やること —
1. 本文のうち、「以下、その中身についてみていく。」から始まり「でいうところの酵母にあたる。」までの部分を書き写してください。
2. 本文によると、着想の作り方をビールの醸造にたとえた場合、テーマとは関係のないところから得るヒントは何にあたりますか。

本文 —
『思考の整理学』の第二章について論じていく。この箇所では、アイデアの作りかたが論じられており、興味深い点が多い。
ただ、本書はエッセイのような形式になっているため、まずは内容を構造的に整理してまとめたいと思う。そして、その内容をもとに、発展的に考察をしていこうと思う。
本記事ではまず『思考の整理学』第二章を構造化し、まとめていく。
アイデアの作り方の構造
アイデアの作り方について論じられている第二章は、以下のように分類し、まとめることができるだろう。
趣旨 | 該当箇所 |
(1)独自のアイデアを得る | 「醗酵」「寝かせる」 |
(2)他のアイデアと調和させる | 「カクテル」 |
(3)アイデアの混ぜ方=(1)(2)において重要なこと | 「エディターシップ」「触媒」「アナロジー」「セレンディピティ」 |
このように、第二章は、(1)と(2)でアイデアの作り方について概括的に論じ、(3)で後から作り方を詳述しているという構造をとっている。
以下、その中身についてみていく。
アイデアの作り方の概要
(1)独自のアイデアを得る
まず、考えるテーマについて、疑問点や興味のある点を見つける。これを着想を得るための素材とする。本書では着想の作り方をビールの醸造にたとえおり、この素材は、ビールでいうところの麦にあたる。
次に、テーマとは関係のないところから着想のヒントを得る。このヒントはどこにあるかわからない。とにかくテーマとは異なるところからこのヒントを得て、それと素材を混ぜ合わせる。このヒントは、ビール醸造でいうところの酵母にあたる。
最後に、素材と酵母を寝かせておく。どれほど寝かすかはそのテーマや着想の規模によるが、大きなテーマはそれだけ長い時間寝かす必要がある。
(2)他のアイデアと調和させる
1で作られたアイデアは、独自の発想である。この独自の発想は、ともすれば独善的になりやすい。そこで、すでに存在する自分と似たテーマを扱っている他のアイデアを参照し、それらと自分のアイデアを調和させる必要がある。
このときに、自分のアイデアを贔屓にして、それを補強することだけを目的として、他のアイデアを参照してはならない。なぜなら、それは結局は独善的であることに変わりないからだ。
そうではなく、自分と似たテーマについて、自分とは異なる複数のアイデアも取り合わせながら、自分のアイデアと調和させる。そうして、自説を作り上げる。
本書では、この調和をカクテルに例えており、カクテル法と呼んでいる。
(3)アイデアの混ぜ方
上の概要の(1)と(2)の両方において、「混ぜる」ことがポイントとなっている。
(1)においては素材とヒントを混ぜること、(2)においては自分のアイデアと他のアイデアを混ぜることが論じられている。
この混ぜることについて、本書は以下のいくつかの観点から論じている。
混ぜる順番
混ぜる順番は、エディターシップにおいて重要である。
エディターシップとは、小説や詩を集めて並べる編集のことを指している。短編集や雑誌などの個々の作品をまとめた作品集において、個々の作品が第一次的創造であり、エディターシップは第二次的創造といえるほど重要である。

提供データ —
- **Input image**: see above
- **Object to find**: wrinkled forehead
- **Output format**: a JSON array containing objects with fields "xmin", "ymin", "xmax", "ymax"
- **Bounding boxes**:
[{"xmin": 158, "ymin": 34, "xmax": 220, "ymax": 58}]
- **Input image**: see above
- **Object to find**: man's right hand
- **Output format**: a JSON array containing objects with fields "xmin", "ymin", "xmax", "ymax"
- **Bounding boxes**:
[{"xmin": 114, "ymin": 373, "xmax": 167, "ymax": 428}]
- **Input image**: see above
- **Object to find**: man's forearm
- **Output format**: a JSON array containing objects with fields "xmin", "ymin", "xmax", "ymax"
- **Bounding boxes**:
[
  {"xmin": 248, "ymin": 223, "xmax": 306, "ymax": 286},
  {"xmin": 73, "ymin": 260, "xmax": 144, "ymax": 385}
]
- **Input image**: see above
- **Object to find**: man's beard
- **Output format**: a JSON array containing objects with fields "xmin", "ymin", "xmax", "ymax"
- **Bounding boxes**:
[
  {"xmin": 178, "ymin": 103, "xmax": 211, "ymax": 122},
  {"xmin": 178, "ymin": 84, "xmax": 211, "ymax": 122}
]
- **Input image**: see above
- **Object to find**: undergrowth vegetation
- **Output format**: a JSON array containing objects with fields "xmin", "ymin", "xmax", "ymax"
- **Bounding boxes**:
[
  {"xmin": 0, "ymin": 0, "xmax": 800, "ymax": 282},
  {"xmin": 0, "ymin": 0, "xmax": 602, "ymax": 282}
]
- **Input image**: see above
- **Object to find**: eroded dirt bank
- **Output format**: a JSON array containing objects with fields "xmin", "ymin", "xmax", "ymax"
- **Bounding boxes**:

完成した解答 —
1.
以下、その中身についてみていく。
アイデアの作り方の概要
(1)独自のアイデアを得る
まず、考えるテーマについて、疑問点や興味のある点を見つける。これを着想を得るための素材とする。本書では着想の作り方をビールの醸造にたとえおり、この素材は、ビールでいうところの麦にあたる。
次に、テーマとは関係のないところから着想のヒントを得る。このヒントはどこにあるかわからない。とにかくテーマとは異なるところからこのヒントを得て、それと素材を混ぜ合わせる。このヒントは、ビール醸造でいうところの酵母にあたる。

2. 酵母にあたります。